TEXT SEGMENT:

-------------------------

Hoi,
Return on investment is in our context all too arbitrary. Ask yourself; is
investing in gender gap important but does it make the best return on
investment. At the time I invested in documenting every person who died in
Wikidata. It was a good investment because now people have taken over from
me. Now at years end they use Wikidata to know who the "famous" people are.

The question is not bang for the buck. The question is where are we weak
and how can we change this. My current project is adding information about
the nobility, the monarchs of particularly Asia. I am learning as I am
doing this and I blog about it. All the investments in students working on
Wikipedia does not make the quality of the subjects I write about better.
Many of the stuff I am involved with has a point of view that I find is
hardly neutral. It is however not the subjects students are taught.

When a chapter, a community finds that a specific area is important to
them, they should be able to do so. Their relevance and work / investment
is not to be mistaken for a provable "return on investment". Because of the
gender gap I do give more time to the women I find. That awareness is
something you cannot measure but it does have a bearing. People with proper
historic knowledge could do much more; they would study the relationship
between marriages and peace between countries when they are ruled by
monarchs. They would bring this out. At this time we do not even have many
of the important battles and wars from the past... I am not saying this is
more important but it paints the picture.

When you want return on investment, there are the things people do not care
about because it means that it changes the way things are. The best return
on investment for Wikidata is by replacing red links and wiki links with
references to Wikidata items. I dare anyone to find an argument how it will
not bring more quality to any Wikipedia.

My point is that we will only look into the things that we know and care
for and in the process forget what we do it for. Money / investment is more
of the same. I prefer that we trust more and do not measure using our own
yard stick.

NB I am into meters and metric myself :)
Thanks,
      GerardM

On 10 January 2017 at 11:30, Jane Darnell <jane...@gmail.com> wrote:

> What's wrong with "return on investment"? And what is a "term of art"

-------------------------

SET OF TASKS:
1/ Decide whether each statement agrees with the email on return on investment. Answer yes or no for each, and quote the exact words from the email that decide it.
(a) The writer's current project is adding information about the nobility and monarchs of particularly Asia.
(b) The writer says investments in students working on Wikipedia improve the subjects the writer writes about.
(c) The writer prefers imperial units.
2/ Name every kind of link or reference mentioned in the email on return on investment.
3/ Carry the email on return on investment forward from its last line.
The material that comes next is separate from the email on return on investment.

DATA SEGMENT:
-------------------------

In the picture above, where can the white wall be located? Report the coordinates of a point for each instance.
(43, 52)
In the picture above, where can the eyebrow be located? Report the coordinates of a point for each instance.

-------------------------

ANSWERS TO THE PROBLEMS:
1/
(a) Yes: "My current project is adding information about the nobility, the monarchs of particularly Asia."
(b) No: "All the investments in students working on Wikipedia does not make the quality of the subjects I write about better."
(c) No: "NB I am into meters and metric myself :)"

2/ red links; wiki links; references to Wikidata items

3/
> exactly? I agree with Kerry and Pine both about the frustrations, but I
> also agree with Asaf in terms of all the improvements WMF has made. The
> problem with making a yearly chapter plan is the lack of knowledge on what
> "impact" (still better than any other word) was achieved the previous year,
> making estimation nearly impossible. For the Dutch chapter, the various
> projects (WLM etc) have been able to come up with their own measurements
> over time. The problem with any new project is that there is never anything
> to base estimates on. I am a terrible estimator myself (even when I have
> pretty good data to base my estimate on), but I enjoy finding creative ways
> to measure things. Right now we are in general terrible at measuring
> project-related chapter stuff, and the stuff we are good at measuring is
> hard to share with the people who need it most (see Asaf's comments about
> active editors).
>
> Last night I had a long skype-chat with my gendergap friends in NL and we
> were plotting what we can measure now as a way of being able to measure
> impact after some (soon-to-be-dreamed-up) international women's day editing
> event in March. One of the problems with measuring edits is the need for
> anonymity that Asaf and Kerry talk about. So we need to somehow capture
> aggregated measurements, but how can we do this and how do we define a
> "gendergap-related edit"? Theoretically this is an edit made either by a
> new or existing editor -or- about a woman, and either one is prompted not
> by something random (organic growth model of Wikimedia projects such as
> Wikipedia), but specifically by something in our gendergap workgroup
> "output" (whatever that is). The return on investment (=what we get for
> giving our personal time) is the increase in such edits over time. At the
> end of the day, we need to measure "our" increase of aggregated edits
> against the "normal" increase in aggregated edits, and if we can never
> measure this, why don't we all just shut up and go back to editing? Well I
> believe that these efforts will at some point become measurable and I have
> good faith that these efforts are not just "drops in the bucket". Sometimes
> it helps to just keep trying to reinvent the wheel, and until we do, we
> keep at least a list of new and improved articles that we are sure were
> prompted by our efforts (though these are certainly not 100% of all the
> edits we have inspired).
>
> On Tue, Jan 10, 2017 at 7:52 AM, Gerard Meijssen <
> gerard.meijs...@gmail.com> wrote:
>
>> Hoi,
>> With logic like "return on investment" you favour big over important. So
>> no, please no.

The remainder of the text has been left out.